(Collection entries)
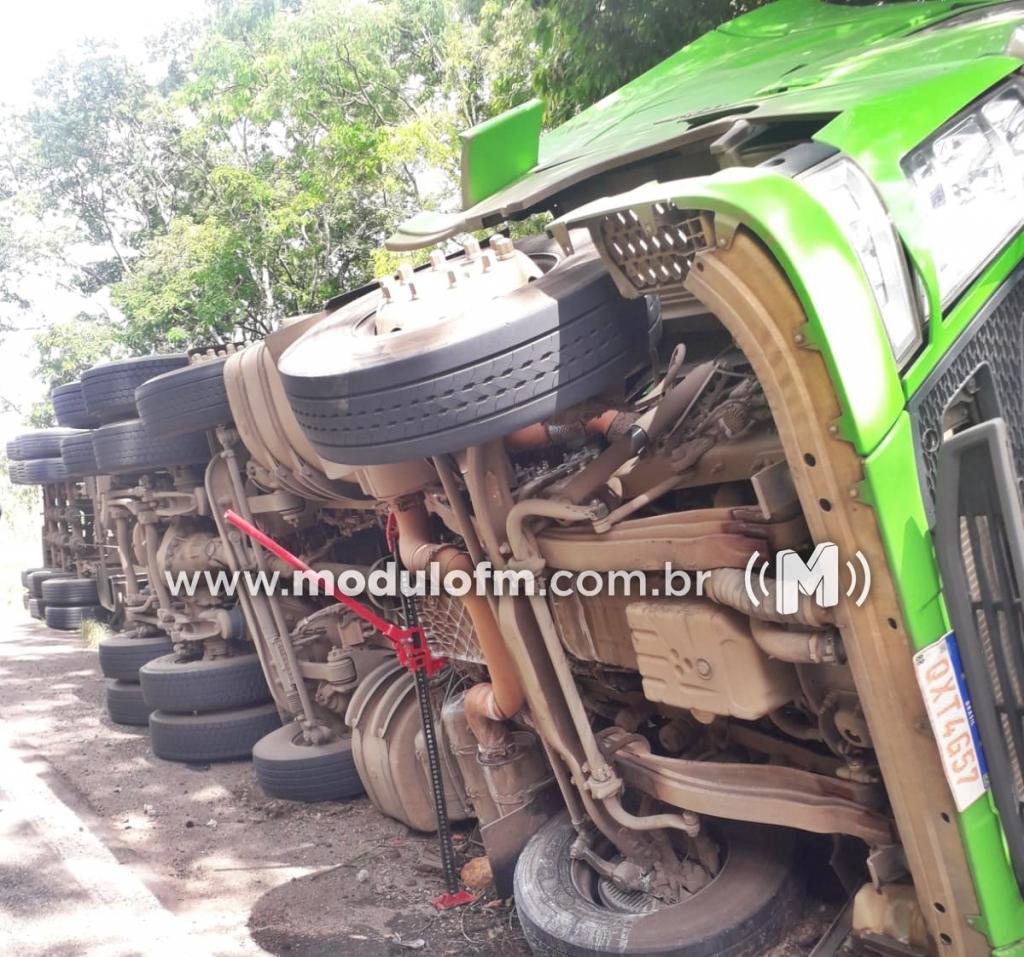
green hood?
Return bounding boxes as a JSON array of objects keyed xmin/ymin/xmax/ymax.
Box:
[{"xmin": 388, "ymin": 0, "xmax": 1024, "ymax": 249}]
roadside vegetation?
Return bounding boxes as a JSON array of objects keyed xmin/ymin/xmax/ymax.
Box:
[{"xmin": 0, "ymin": 0, "xmax": 752, "ymax": 426}]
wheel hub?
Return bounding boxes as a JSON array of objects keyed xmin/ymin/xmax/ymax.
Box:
[{"xmin": 375, "ymin": 235, "xmax": 542, "ymax": 336}]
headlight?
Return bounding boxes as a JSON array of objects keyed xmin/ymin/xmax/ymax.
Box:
[
  {"xmin": 903, "ymin": 79, "xmax": 1024, "ymax": 306},
  {"xmin": 800, "ymin": 157, "xmax": 922, "ymax": 365}
]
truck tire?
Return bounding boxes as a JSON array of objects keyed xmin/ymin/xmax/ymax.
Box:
[
  {"xmin": 106, "ymin": 680, "xmax": 153, "ymax": 728},
  {"xmin": 25, "ymin": 568, "xmax": 75, "ymax": 598},
  {"xmin": 20, "ymin": 459, "xmax": 71, "ymax": 485},
  {"xmin": 138, "ymin": 654, "xmax": 270, "ymax": 714},
  {"xmin": 41, "ymin": 578, "xmax": 99, "ymax": 605},
  {"xmin": 44, "ymin": 605, "xmax": 108, "ymax": 632},
  {"xmin": 82, "ymin": 352, "xmax": 188, "ymax": 423},
  {"xmin": 92, "ymin": 419, "xmax": 211, "ymax": 475},
  {"xmin": 22, "ymin": 568, "xmax": 47, "ymax": 589},
  {"xmin": 278, "ymin": 237, "xmax": 656, "ymax": 465},
  {"xmin": 514, "ymin": 814, "xmax": 799, "ymax": 957},
  {"xmin": 135, "ymin": 356, "xmax": 231, "ymax": 436},
  {"xmin": 253, "ymin": 722, "xmax": 362, "ymax": 801},
  {"xmin": 60, "ymin": 432, "xmax": 100, "ymax": 478},
  {"xmin": 17, "ymin": 429, "xmax": 78, "ymax": 462},
  {"xmin": 50, "ymin": 382, "xmax": 99, "ymax": 429},
  {"xmin": 150, "ymin": 704, "xmax": 281, "ymax": 764},
  {"xmin": 98, "ymin": 632, "xmax": 174, "ymax": 693}
]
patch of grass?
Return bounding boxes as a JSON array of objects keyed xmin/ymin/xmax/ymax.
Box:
[{"xmin": 81, "ymin": 621, "xmax": 114, "ymax": 649}]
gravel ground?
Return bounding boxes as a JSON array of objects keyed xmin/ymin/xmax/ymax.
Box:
[
  {"xmin": 0, "ymin": 606, "xmax": 528, "ymax": 957},
  {"xmin": 0, "ymin": 593, "xmax": 835, "ymax": 957}
]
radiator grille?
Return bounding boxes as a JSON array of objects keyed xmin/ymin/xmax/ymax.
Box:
[
  {"xmin": 909, "ymin": 269, "xmax": 1024, "ymax": 517},
  {"xmin": 601, "ymin": 203, "xmax": 708, "ymax": 293}
]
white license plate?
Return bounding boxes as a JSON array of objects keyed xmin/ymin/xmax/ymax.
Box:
[{"xmin": 913, "ymin": 632, "xmax": 988, "ymax": 811}]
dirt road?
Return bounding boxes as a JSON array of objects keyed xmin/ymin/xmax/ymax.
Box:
[{"xmin": 0, "ymin": 607, "xmax": 527, "ymax": 957}]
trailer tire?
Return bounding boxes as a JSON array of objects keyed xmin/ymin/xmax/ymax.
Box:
[
  {"xmin": 20, "ymin": 459, "xmax": 71, "ymax": 485},
  {"xmin": 92, "ymin": 419, "xmax": 211, "ymax": 475},
  {"xmin": 150, "ymin": 704, "xmax": 281, "ymax": 764},
  {"xmin": 138, "ymin": 654, "xmax": 270, "ymax": 714},
  {"xmin": 44, "ymin": 605, "xmax": 108, "ymax": 632},
  {"xmin": 60, "ymin": 432, "xmax": 100, "ymax": 478},
  {"xmin": 82, "ymin": 352, "xmax": 188, "ymax": 422},
  {"xmin": 278, "ymin": 235, "xmax": 657, "ymax": 466},
  {"xmin": 106, "ymin": 680, "xmax": 153, "ymax": 728},
  {"xmin": 97, "ymin": 632, "xmax": 174, "ymax": 685},
  {"xmin": 253, "ymin": 722, "xmax": 362, "ymax": 801},
  {"xmin": 42, "ymin": 578, "xmax": 99, "ymax": 605},
  {"xmin": 25, "ymin": 568, "xmax": 75, "ymax": 599},
  {"xmin": 50, "ymin": 382, "xmax": 99, "ymax": 429},
  {"xmin": 515, "ymin": 814, "xmax": 799, "ymax": 957},
  {"xmin": 135, "ymin": 356, "xmax": 231, "ymax": 436}
]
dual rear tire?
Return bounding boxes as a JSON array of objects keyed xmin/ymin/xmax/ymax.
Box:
[
  {"xmin": 138, "ymin": 653, "xmax": 281, "ymax": 764},
  {"xmin": 515, "ymin": 815, "xmax": 800, "ymax": 957}
]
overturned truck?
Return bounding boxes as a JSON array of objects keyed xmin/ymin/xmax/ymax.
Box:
[{"xmin": 14, "ymin": 0, "xmax": 1024, "ymax": 957}]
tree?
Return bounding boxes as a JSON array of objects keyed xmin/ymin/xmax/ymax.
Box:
[
  {"xmin": 481, "ymin": 0, "xmax": 764, "ymax": 126},
  {"xmin": 0, "ymin": 0, "xmax": 759, "ymax": 403}
]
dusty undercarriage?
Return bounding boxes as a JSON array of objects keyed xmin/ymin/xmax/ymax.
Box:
[{"xmin": 232, "ymin": 216, "xmax": 937, "ymax": 954}]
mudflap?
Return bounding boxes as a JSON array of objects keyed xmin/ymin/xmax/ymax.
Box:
[{"xmin": 480, "ymin": 782, "xmax": 564, "ymax": 898}]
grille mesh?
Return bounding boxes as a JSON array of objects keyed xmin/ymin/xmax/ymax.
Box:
[
  {"xmin": 601, "ymin": 203, "xmax": 708, "ymax": 293},
  {"xmin": 416, "ymin": 595, "xmax": 483, "ymax": 664},
  {"xmin": 910, "ymin": 271, "xmax": 1024, "ymax": 515}
]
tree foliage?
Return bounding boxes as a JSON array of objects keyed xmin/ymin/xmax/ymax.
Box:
[{"xmin": 0, "ymin": 0, "xmax": 757, "ymax": 399}]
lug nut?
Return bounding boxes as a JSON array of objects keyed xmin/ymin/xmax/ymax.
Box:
[{"xmin": 490, "ymin": 233, "xmax": 515, "ymax": 262}]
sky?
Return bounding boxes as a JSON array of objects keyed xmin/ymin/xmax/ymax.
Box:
[{"xmin": 0, "ymin": 0, "xmax": 206, "ymax": 441}]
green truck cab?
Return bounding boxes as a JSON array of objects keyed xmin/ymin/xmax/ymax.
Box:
[{"xmin": 279, "ymin": 0, "xmax": 1024, "ymax": 957}]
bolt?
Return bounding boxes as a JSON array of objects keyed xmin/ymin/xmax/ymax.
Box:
[{"xmin": 490, "ymin": 233, "xmax": 515, "ymax": 261}]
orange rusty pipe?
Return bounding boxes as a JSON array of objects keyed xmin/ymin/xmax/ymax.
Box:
[
  {"xmin": 394, "ymin": 498, "xmax": 525, "ymax": 748},
  {"xmin": 505, "ymin": 408, "xmax": 637, "ymax": 451}
]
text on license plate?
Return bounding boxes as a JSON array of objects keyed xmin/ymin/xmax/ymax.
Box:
[{"xmin": 913, "ymin": 632, "xmax": 988, "ymax": 811}]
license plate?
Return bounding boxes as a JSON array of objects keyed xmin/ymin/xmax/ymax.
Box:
[{"xmin": 913, "ymin": 632, "xmax": 988, "ymax": 811}]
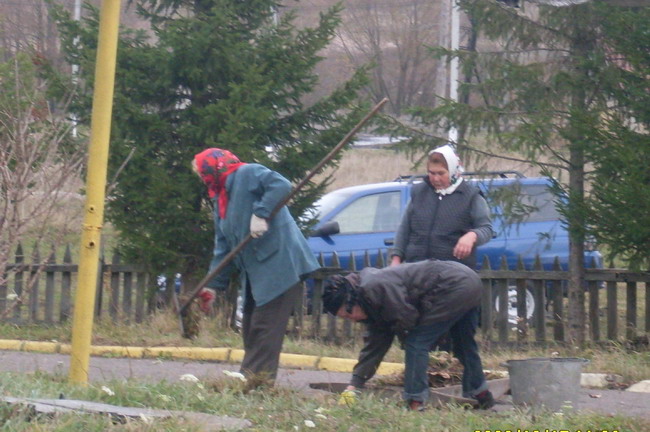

= Task prompt =
Gather every line of the records that contains the string "license". Case matters.

= Exercise output =
white license plate?
text on license plate?
license plate?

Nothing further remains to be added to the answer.